Available data:
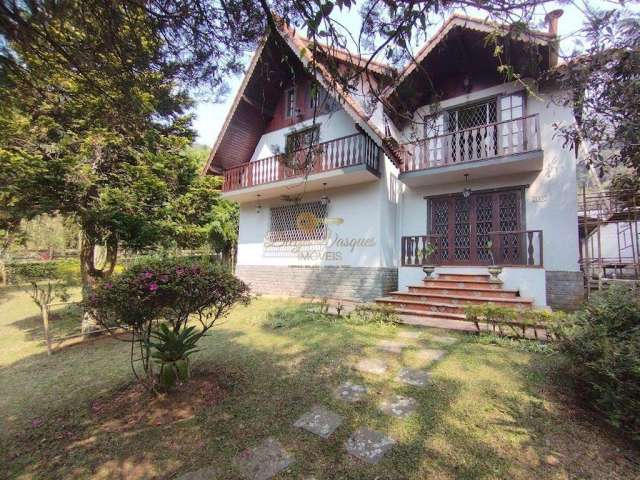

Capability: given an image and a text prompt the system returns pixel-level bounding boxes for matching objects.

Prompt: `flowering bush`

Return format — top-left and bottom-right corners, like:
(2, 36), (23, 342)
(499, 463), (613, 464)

(87, 257), (251, 389)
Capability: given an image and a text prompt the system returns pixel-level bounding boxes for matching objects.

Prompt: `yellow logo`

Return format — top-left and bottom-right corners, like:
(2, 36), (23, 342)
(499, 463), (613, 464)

(296, 212), (344, 233)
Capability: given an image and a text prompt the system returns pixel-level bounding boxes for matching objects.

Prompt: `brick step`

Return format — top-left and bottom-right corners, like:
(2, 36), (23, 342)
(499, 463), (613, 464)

(376, 297), (467, 314)
(436, 273), (492, 282)
(387, 291), (534, 308)
(381, 306), (468, 321)
(408, 285), (520, 299)
(423, 279), (502, 289)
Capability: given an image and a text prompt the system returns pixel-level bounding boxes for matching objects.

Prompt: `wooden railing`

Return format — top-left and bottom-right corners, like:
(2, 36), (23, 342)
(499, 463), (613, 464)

(400, 114), (541, 172)
(401, 230), (543, 267)
(223, 133), (381, 192)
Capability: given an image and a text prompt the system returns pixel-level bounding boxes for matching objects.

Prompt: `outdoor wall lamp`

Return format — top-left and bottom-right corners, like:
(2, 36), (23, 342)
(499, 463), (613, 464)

(463, 174), (472, 198)
(320, 182), (330, 206)
(256, 194), (262, 214)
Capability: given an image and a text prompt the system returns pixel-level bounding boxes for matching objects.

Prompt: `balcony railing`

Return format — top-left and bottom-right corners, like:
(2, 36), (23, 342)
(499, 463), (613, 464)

(222, 133), (381, 192)
(400, 114), (541, 173)
(401, 230), (543, 267)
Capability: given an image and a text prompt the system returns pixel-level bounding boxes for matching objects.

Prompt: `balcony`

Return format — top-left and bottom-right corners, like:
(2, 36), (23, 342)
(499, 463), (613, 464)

(399, 114), (542, 187)
(401, 230), (544, 267)
(221, 133), (381, 202)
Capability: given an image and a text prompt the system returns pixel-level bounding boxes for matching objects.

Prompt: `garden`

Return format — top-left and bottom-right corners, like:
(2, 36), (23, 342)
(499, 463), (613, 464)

(1, 255), (639, 479)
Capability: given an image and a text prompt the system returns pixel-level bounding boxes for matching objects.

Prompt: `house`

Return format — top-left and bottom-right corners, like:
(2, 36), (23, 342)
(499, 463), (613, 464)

(203, 11), (585, 314)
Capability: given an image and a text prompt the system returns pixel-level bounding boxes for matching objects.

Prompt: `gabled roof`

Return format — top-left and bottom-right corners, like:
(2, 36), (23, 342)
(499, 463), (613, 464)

(203, 22), (398, 175)
(383, 13), (555, 101)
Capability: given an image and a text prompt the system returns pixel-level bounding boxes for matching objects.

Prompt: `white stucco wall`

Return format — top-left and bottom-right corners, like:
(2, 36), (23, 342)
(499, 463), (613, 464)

(250, 109), (358, 162)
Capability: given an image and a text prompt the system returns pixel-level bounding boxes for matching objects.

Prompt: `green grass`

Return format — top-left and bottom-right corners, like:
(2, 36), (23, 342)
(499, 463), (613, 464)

(1, 292), (638, 479)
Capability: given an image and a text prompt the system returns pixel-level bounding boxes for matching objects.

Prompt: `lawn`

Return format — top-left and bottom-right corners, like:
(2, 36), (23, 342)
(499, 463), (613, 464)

(1, 290), (638, 479)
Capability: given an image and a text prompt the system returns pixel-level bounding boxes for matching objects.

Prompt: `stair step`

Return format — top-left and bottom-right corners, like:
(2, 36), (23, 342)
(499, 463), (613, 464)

(437, 273), (491, 282)
(423, 279), (502, 289)
(387, 291), (534, 307)
(384, 307), (468, 320)
(376, 297), (466, 314)
(408, 285), (520, 298)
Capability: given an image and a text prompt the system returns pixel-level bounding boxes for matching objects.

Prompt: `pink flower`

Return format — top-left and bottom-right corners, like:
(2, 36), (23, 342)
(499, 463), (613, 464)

(144, 271), (153, 279)
(104, 282), (112, 289)
(149, 282), (159, 292)
(159, 275), (169, 283)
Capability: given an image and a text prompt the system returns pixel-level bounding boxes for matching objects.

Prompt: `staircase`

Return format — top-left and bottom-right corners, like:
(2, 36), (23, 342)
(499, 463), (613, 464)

(375, 273), (534, 325)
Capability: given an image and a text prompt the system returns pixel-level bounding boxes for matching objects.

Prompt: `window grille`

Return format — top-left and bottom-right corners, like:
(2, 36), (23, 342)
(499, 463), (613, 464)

(285, 88), (296, 118)
(448, 100), (497, 132)
(268, 201), (328, 242)
(285, 126), (320, 153)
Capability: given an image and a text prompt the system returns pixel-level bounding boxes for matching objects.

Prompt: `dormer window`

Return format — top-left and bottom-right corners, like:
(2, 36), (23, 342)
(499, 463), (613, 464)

(285, 87), (296, 118)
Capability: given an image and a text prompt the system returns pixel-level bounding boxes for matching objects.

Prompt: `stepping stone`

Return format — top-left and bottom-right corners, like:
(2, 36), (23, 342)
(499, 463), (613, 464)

(234, 437), (293, 480)
(334, 381), (368, 403)
(397, 330), (421, 340)
(345, 427), (395, 464)
(415, 348), (446, 364)
(378, 394), (417, 418)
(430, 335), (458, 345)
(376, 340), (408, 353)
(353, 358), (387, 375)
(396, 368), (431, 387)
(293, 405), (343, 439)
(176, 467), (218, 480)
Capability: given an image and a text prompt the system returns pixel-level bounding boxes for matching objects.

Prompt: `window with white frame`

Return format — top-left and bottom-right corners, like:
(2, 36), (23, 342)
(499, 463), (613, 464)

(285, 87), (296, 118)
(498, 92), (525, 154)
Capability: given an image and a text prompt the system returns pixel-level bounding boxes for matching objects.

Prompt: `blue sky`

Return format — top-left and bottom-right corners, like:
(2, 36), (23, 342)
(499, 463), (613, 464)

(191, 1), (617, 147)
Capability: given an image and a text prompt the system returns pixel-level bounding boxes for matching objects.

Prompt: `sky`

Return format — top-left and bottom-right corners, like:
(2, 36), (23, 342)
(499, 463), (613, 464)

(191, 1), (622, 147)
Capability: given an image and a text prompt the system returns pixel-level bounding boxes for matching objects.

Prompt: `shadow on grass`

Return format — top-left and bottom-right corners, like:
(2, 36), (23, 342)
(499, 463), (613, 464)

(2, 300), (639, 480)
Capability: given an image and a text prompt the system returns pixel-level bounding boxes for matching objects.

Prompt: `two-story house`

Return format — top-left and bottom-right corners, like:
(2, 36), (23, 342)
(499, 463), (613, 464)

(203, 12), (584, 316)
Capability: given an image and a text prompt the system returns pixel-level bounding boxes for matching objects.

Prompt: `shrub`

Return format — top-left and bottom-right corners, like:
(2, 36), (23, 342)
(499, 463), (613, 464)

(550, 285), (640, 439)
(87, 256), (251, 390)
(464, 303), (553, 339)
(5, 258), (81, 285)
(348, 304), (399, 325)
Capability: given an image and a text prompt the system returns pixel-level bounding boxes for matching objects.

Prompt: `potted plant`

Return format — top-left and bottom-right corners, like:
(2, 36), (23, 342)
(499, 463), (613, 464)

(422, 242), (438, 279)
(486, 240), (502, 282)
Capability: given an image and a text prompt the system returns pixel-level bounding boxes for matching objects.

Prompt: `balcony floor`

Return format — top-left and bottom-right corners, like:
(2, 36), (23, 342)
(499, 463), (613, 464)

(399, 149), (543, 187)
(221, 163), (379, 203)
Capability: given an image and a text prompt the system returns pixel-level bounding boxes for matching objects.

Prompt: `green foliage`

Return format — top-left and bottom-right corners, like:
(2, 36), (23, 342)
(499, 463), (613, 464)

(348, 304), (399, 325)
(148, 324), (201, 389)
(266, 303), (325, 329)
(6, 259), (80, 286)
(87, 256), (251, 388)
(550, 285), (640, 439)
(464, 303), (553, 339)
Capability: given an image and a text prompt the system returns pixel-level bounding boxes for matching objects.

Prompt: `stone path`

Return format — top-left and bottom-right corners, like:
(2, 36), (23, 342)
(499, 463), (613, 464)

(378, 394), (417, 418)
(234, 437), (293, 480)
(178, 330), (458, 479)
(396, 367), (432, 387)
(345, 427), (396, 464)
(294, 405), (343, 439)
(353, 358), (388, 375)
(334, 381), (368, 403)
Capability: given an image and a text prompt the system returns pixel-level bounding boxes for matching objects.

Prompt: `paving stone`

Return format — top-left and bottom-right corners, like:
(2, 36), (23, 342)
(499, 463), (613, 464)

(376, 339), (409, 353)
(396, 368), (432, 387)
(430, 335), (459, 345)
(294, 405), (343, 439)
(334, 381), (368, 403)
(175, 467), (218, 480)
(378, 394), (417, 418)
(415, 348), (447, 364)
(345, 427), (395, 464)
(397, 330), (421, 340)
(353, 358), (387, 375)
(234, 437), (293, 480)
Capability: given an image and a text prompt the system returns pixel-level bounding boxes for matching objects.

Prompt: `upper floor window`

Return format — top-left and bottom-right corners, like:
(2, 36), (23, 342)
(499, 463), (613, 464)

(285, 87), (297, 118)
(308, 83), (339, 113)
(285, 125), (320, 154)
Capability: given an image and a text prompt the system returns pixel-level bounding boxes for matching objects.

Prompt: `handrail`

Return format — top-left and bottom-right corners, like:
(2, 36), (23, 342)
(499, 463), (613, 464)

(401, 229), (543, 267)
(400, 114), (541, 172)
(223, 132), (381, 191)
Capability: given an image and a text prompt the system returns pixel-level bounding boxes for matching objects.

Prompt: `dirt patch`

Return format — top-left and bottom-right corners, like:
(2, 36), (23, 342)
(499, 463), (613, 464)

(89, 369), (228, 432)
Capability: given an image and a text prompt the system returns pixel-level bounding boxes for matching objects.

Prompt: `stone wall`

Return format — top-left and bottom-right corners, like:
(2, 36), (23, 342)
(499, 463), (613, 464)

(545, 271), (585, 310)
(236, 265), (398, 301)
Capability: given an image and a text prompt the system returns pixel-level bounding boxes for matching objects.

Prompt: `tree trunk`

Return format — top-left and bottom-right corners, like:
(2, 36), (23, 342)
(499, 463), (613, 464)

(80, 230), (118, 336)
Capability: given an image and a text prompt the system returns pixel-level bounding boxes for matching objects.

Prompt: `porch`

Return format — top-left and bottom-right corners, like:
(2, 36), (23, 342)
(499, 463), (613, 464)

(221, 132), (381, 202)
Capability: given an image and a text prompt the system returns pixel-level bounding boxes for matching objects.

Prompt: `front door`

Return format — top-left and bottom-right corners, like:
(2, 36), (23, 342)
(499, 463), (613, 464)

(428, 188), (524, 265)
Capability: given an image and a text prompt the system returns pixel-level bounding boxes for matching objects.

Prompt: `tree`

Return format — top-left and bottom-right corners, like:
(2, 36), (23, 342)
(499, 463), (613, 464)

(553, 8), (640, 177)
(0, 1), (216, 332)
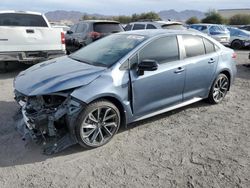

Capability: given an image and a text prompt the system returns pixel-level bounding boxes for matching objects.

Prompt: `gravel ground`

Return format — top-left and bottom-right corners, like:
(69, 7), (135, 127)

(0, 51), (250, 188)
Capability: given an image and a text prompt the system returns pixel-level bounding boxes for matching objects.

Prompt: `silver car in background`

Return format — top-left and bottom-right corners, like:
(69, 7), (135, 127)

(125, 21), (186, 31)
(14, 29), (237, 154)
(190, 24), (230, 46)
(227, 27), (250, 49)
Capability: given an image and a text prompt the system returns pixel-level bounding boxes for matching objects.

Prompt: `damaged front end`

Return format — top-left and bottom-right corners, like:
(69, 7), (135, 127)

(14, 90), (84, 155)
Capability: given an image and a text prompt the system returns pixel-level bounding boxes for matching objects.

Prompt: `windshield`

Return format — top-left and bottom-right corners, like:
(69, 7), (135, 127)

(70, 34), (147, 67)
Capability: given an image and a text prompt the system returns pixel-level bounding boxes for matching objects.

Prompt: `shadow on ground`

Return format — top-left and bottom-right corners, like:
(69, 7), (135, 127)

(0, 62), (31, 79)
(236, 64), (250, 80)
(0, 99), (210, 168)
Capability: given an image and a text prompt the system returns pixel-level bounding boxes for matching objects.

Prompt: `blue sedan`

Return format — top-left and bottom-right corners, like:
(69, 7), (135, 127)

(14, 29), (237, 154)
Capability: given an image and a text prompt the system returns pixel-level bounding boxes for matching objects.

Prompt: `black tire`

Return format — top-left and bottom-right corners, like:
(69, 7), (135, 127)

(75, 100), (120, 149)
(207, 73), (229, 104)
(231, 40), (243, 50)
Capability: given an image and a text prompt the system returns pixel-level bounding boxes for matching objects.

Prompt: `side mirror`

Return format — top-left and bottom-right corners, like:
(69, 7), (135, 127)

(67, 30), (73, 34)
(138, 59), (158, 76)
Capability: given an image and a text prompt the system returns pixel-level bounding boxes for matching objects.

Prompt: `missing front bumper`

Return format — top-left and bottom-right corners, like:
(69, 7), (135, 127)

(15, 94), (83, 155)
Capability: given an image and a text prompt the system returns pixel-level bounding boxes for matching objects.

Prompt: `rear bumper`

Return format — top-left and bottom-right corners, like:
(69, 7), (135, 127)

(220, 41), (230, 46)
(0, 50), (66, 64)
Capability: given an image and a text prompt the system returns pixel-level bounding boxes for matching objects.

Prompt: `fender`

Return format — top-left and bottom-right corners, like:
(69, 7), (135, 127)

(70, 71), (134, 123)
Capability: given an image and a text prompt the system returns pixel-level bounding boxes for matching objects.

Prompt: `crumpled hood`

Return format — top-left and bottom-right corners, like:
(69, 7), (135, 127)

(14, 56), (106, 96)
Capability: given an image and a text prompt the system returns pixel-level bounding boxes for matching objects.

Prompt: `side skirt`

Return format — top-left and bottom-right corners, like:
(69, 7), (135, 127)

(134, 97), (203, 122)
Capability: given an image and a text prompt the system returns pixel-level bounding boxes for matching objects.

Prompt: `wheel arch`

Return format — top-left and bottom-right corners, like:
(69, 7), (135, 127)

(90, 95), (127, 128)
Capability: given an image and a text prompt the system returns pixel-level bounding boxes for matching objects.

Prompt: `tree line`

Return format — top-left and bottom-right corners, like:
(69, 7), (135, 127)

(82, 10), (250, 25)
(82, 12), (161, 24)
(186, 10), (250, 25)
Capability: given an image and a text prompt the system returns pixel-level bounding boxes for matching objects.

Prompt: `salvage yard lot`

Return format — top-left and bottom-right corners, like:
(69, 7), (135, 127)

(0, 51), (250, 187)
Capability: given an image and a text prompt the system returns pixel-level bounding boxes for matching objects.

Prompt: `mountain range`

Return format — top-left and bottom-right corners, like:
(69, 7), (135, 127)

(45, 10), (205, 23)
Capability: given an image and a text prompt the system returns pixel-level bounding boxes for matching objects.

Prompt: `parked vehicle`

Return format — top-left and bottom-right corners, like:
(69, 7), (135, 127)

Work to complete:
Count every line that holds the word "green" in the entries, and state the result alone.

Written solution:
2